BEGIN Excerpted text

THURSDAY, Feb. 7 (HealthDay News) -- Stroke patients who had surgery to deliver the powerful clot-busting drug tPA directly into the brain had better and quicker recovery than those who received standard treatment, a small new study finds.
The researchers looked at 96 patients, aged 18 to 80, who suffered an intracerebral hemorrhage, a type of stroke caused when a blood vessel ruptures in the brain.
According to the team from Johns Hopkins University School of Medicine, in Baltimore, intracerebral hemorrhage has long been considered surgically untreatable in most cases. About 50 percent of people with this type of stroke die. It is much less common than ischemic stroke, which is caused by a clot in a blood vessel in the brain.
One expert not connected to the study said that although people with a stroke caused by a clot often get the clot-busting drug tPA (tissue plasminogen activator), that's not the case for less common bleeding strokes.

END Excerpted text

Tasks and exercises
1: In the stroke study article, how many patients did the researchers look at?
2: Please carry on the stroke study article from the point where it stops.
The listing isn't needed.

BEGIN Entries supplied

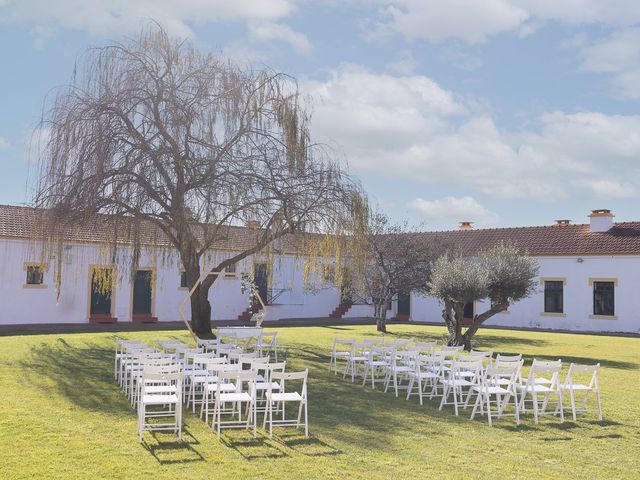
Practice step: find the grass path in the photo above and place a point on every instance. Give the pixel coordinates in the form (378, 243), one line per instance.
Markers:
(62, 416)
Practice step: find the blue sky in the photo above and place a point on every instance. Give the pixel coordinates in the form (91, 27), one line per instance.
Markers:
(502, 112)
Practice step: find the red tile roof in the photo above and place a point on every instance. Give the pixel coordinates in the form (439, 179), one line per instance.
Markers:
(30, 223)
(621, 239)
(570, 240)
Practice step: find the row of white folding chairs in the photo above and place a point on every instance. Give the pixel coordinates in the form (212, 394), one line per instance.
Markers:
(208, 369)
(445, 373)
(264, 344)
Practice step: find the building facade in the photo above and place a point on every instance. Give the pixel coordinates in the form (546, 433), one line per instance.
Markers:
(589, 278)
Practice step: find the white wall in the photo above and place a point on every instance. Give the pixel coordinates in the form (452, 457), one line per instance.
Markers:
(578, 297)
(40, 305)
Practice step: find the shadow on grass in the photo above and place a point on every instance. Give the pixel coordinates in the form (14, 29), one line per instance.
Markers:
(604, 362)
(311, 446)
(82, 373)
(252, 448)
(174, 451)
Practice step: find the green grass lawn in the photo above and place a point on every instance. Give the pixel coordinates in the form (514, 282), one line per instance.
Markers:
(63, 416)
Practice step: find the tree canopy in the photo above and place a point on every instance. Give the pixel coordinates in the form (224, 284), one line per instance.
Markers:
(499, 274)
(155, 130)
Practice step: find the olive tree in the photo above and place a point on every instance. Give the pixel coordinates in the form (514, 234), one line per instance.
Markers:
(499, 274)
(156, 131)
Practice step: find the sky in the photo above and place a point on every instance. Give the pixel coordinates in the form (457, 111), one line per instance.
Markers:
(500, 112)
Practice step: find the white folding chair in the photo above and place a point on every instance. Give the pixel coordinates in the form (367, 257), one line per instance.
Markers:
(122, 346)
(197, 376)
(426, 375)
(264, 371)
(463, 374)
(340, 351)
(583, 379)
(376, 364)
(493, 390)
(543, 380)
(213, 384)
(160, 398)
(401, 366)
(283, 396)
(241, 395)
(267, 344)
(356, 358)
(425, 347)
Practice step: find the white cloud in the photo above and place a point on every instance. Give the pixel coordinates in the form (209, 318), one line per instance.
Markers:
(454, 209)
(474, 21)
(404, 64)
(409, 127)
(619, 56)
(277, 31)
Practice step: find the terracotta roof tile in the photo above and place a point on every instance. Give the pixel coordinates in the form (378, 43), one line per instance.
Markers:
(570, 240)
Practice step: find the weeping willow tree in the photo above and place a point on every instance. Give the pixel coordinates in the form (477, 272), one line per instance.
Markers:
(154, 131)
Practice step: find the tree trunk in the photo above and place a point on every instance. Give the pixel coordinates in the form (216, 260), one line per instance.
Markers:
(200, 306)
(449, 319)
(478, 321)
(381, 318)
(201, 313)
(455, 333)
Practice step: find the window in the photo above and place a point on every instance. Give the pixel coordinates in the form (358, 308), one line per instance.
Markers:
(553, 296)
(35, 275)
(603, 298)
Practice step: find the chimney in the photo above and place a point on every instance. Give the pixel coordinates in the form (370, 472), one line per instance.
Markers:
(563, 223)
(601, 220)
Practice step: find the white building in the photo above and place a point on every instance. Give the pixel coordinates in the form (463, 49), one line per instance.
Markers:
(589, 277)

END Entries supplied

List of answers
1: 96 patients, aged 18 to 80.

2:
"Historically, patients with bleeds into their brain were either observed or underwent cranial surgery to remove the clot and alleviate the intracranial pressure," said Dr. David Langer, director of cerebrovascular research at North Shore University Hospital in Manhasset, N.Y. "Clot-busting drugs were not utilized for fear of aggravating the problem by potentially causing more bleeding."
In the new study, however, some of the patients underwent surgery to deliver tPA directly into the golf-ball-sized blood clots in their brain. For this procedure, doctors drilled a dime-sized hole in the patient's skull, placed a catheter in the hole and then guided it to the clot. Small doses of tPA were dripped through the catheter for several days.
Another group of patients received more standard therapy, which essentially gives clots a chance to shrink on their own.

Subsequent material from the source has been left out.